#### [Task to carry out]
Turn part of the records into a numbered list, from the line containing "Can you spot the wooden" through the line containing "x=355, y=153". Include both of those lines and skip any blank lines.

_ _ _ _ _ _ _

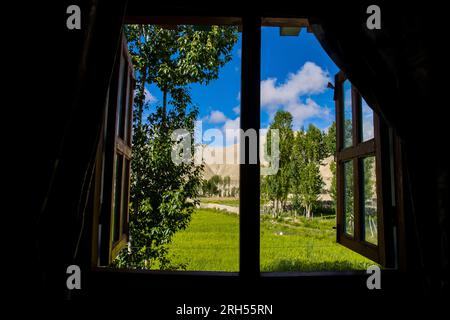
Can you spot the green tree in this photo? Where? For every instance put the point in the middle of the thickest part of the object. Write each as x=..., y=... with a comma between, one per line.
x=307, y=154
x=277, y=186
x=163, y=194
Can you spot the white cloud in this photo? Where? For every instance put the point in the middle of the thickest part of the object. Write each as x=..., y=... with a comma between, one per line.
x=310, y=79
x=217, y=116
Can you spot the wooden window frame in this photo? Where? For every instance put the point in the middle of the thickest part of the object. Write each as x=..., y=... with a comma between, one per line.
x=359, y=150
x=249, y=253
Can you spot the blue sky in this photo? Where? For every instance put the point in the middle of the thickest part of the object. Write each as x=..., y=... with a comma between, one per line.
x=294, y=75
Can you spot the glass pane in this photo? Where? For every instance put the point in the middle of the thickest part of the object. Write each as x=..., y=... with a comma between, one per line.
x=117, y=197
x=366, y=121
x=348, y=198
x=370, y=200
x=348, y=137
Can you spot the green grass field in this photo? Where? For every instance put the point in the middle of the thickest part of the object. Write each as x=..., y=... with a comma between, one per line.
x=211, y=243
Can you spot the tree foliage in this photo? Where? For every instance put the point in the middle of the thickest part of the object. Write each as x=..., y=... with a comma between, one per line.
x=277, y=186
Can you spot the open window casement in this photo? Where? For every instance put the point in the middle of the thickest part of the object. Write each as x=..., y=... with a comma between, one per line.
x=114, y=159
x=362, y=176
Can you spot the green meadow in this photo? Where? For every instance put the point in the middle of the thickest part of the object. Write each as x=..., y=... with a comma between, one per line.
x=211, y=243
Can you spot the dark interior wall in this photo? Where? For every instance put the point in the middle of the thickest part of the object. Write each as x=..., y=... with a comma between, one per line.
x=392, y=68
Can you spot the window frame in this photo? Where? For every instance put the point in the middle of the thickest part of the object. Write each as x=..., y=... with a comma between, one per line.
x=355, y=153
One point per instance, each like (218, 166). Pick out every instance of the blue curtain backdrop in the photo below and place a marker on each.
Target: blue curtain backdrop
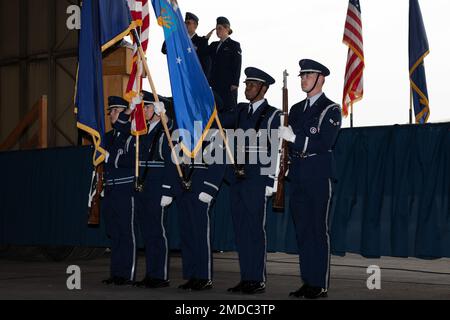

_ _ _ _ _ _ _

#### [Solution for this problem]
1. Can you spot the wooden window frame in this photo? Where? For every instance put the point in the middle of the thickest part of the object. Write each as x=..., y=... with a comma between, one per line.
2. x=359, y=150
3. x=249, y=253
4. Can you spot the blue sky in this photo? Where? For every instance put the point in the middle of the thickest part of the object. Write each as x=..., y=... with a comma between, one per line.
5. x=294, y=75
6. Can you spot the glass pane in this photo? Where? For every instance put the point in the middle of the thickest part of the object. Write each as x=..., y=... with a comma between, one per line.
7. x=117, y=197
8. x=366, y=121
9. x=348, y=198
10. x=370, y=200
11. x=348, y=137
12. Can you spot the green grass field in this photo? Where? For every instance put the point in the middle of the thickest part of the object. Write each as x=..., y=... with a comma between, one per line.
13. x=211, y=243
14. Can you spot the tree foliage in this photo? Where? For every instance put the point in the middle of the thickest part of the object. Write each as x=..., y=... with a comma between, one per line.
15. x=277, y=186
16. Can you spot the open window casement in this photo? Where? For every instance put the point in the middle of the thickest part of the object. Write each as x=..., y=... with a comma between, one per line.
17. x=114, y=159
18. x=362, y=176
19. Can you spot the green meadow in this photo? Where? For every instance put the point in the middle of the thickest part of the object. Write each as x=..., y=... with a comma between, one per line.
20. x=211, y=243
21. Can you spot the dark interior wall in this photo? Where? For every instance put the point in the middle of the thickest part of the object. Write each as x=..., y=... with a comma between, one per line.
22. x=392, y=68
23. Can you spot the window frame in this photo? Where? For every instance put the point in the middle of the thickest part of the object. Write each as x=..., y=... with a comma between, one per line.
24. x=355, y=153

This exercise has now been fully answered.